**Challenge:** Transcribe the records in full, keeping every character as it is.

Pointing dataset records:
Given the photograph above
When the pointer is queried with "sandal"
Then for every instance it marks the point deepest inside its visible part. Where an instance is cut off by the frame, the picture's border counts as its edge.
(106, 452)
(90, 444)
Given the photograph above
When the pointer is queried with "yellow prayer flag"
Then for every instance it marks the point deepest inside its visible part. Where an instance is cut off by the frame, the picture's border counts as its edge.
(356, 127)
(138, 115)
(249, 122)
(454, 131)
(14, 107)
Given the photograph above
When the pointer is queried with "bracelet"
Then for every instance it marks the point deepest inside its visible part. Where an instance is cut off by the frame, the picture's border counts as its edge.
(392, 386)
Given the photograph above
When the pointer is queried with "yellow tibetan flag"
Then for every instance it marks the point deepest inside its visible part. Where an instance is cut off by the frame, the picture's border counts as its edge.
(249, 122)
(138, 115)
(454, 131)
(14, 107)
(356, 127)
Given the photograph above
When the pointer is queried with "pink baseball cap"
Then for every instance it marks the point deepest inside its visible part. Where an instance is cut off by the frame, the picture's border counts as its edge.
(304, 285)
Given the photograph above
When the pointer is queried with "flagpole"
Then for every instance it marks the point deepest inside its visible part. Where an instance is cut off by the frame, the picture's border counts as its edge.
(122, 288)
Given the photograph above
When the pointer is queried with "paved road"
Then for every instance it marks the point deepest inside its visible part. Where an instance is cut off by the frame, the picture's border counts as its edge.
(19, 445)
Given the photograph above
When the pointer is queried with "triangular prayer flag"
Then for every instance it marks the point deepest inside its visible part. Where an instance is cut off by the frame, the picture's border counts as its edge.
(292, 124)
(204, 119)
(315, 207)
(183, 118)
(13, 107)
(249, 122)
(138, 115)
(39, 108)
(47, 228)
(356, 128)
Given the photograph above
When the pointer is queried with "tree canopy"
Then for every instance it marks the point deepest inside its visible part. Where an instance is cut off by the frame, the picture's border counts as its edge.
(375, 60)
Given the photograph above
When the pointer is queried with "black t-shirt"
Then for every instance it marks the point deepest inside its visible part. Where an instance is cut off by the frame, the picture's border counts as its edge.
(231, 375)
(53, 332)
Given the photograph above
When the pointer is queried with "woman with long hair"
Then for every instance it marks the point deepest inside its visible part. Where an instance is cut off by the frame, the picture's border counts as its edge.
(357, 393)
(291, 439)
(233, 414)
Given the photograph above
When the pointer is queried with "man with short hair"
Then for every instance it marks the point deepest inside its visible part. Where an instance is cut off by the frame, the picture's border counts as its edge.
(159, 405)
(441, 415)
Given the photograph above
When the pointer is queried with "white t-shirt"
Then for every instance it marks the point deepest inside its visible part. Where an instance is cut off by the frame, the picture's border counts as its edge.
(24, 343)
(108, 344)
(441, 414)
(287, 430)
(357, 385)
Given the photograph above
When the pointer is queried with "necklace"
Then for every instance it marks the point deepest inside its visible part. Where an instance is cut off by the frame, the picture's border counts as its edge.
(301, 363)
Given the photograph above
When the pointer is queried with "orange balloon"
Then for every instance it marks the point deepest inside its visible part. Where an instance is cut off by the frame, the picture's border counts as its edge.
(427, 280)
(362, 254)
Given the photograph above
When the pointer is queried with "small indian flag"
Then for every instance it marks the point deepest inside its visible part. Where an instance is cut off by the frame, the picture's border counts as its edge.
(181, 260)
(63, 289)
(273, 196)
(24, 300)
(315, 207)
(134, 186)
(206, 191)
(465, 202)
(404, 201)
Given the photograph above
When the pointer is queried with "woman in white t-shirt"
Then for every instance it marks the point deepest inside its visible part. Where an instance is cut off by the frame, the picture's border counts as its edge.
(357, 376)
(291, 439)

**Reply to the exercise:**
Given the photograph above
When the pointer is queried with "sandal"
Then for every instance it marks the point deepest inside its visible part. Where an instance is cut off by the frame, the picture's border counts as its edge.
(106, 452)
(90, 444)
Given the photograph above
When the pointer is queried with "yellow prayer flag"
Then for every instance it marks the point deepest inside its visible part. Where an instance is cut off by the frame, the picture's border counts as its edge.
(356, 127)
(138, 115)
(249, 122)
(454, 131)
(14, 107)
Given the photograph above
When the pointer is queried with "bracelet"
Then for every instance it marks the point deepest inside its visible part. Where an instance is cut off by the frame, the picture's border counts as its edge.
(392, 386)
Given the photograph above
When the pointer is queried with "yellow tibetan flag"
Then for every instance it marks the point deepest inside its visible part. Where an instance is cut off by the frame, the picture's border counts as its edge.
(249, 122)
(138, 115)
(454, 131)
(14, 107)
(356, 127)
Given the photograph above
When the pointer is queried with "pink baseball cap"
Then for every instance it marks the point deepest inside its visible part. Where an instance is cut off by the frame, the picture's border counts as its edge.
(304, 285)
Given the photograph above
When the pointer is queried with "flagpole"
Then for every instance it marks the point deepest inside its visible part. Where an instance is cut off by the frame, the picture's border counts as its edge.
(122, 288)
Given the photograph above
When the pointer is queried with "paved road"
Then for every instance it marks the point deepest inside its visible part. Where an instance is cut off by the frame, the picture's border counts as its edge.
(19, 445)
Given the photograph above
When the pointer is queried with "triangular prayer flag"
Then for every instance it marks the point deepest inside its visible part. Where an instance is cut off by the frame, the picture's border counts as its edge.
(292, 124)
(204, 119)
(315, 207)
(183, 118)
(13, 107)
(249, 122)
(138, 115)
(39, 108)
(47, 228)
(356, 128)
Given the photograph above
When the pointer is queried with "tree canopy"
Then for every instance it marks the point deepest inside its visible part. Where an instance is cut off by the frame, the picture's border counts as its edge.
(375, 60)
Given the photograph above
When the pointer is queried with "black t-shirt"
Then for every instance it marks the point deepest inside its visible part. Where an instance is cut off by the frame, the picture's border counts as its edge.
(231, 375)
(53, 332)
Given the photograph above
When the pointer is queried with "woman with long hair"
Then for every instance it marks the point deepest inside its visible part. Where an instance is cut off by the frame, the picture's border counts as its edge.
(357, 393)
(291, 439)
(233, 414)
Given the photograph above
When the pointer is queried with "man with short hair"
Then for every instance it marks the point deepest inside its visible part. Where an instance is cut off by the frame, the picture's border counts as its edge.
(159, 405)
(441, 415)
Given the photograph above
When the pointer is queried with "white t-shirt"
Then for every instance it marks the point deepest inside its visible part. Where an instance is cut off by the frame, the picture's border counts as its edge.
(24, 343)
(108, 344)
(441, 414)
(287, 430)
(357, 385)
Given the photograph above
When the pointer is queried with "necklace"
Then for every instance it marks the point deepest inside its visible part. Where an instance is cut off by the frame, the picture's border counts as its edge.
(301, 363)
Given the photograph above
When the pointer is queried with "orange balloon"
Then for every instance it marks the point deepest inside its visible part. Where an instance is cut off by the frame, the picture's border counts as its edge.
(427, 280)
(362, 254)
Given the photograph above
When the pointer is queried with "small indian flag"
Then for every instance it marks the point deepest inside its visible part. Where an instance is cut off by the frame, the picture's border counts as its edge.
(181, 260)
(63, 289)
(273, 196)
(24, 300)
(315, 207)
(134, 186)
(206, 191)
(465, 202)
(404, 201)
Given the photograph above
When the pointer is queried with "woman in white t-shirt"
Then for every instance it marks the point deepest inside its visible part. Where an instance is cut off by the frame, the picture's border counts as its edge.
(357, 376)
(291, 439)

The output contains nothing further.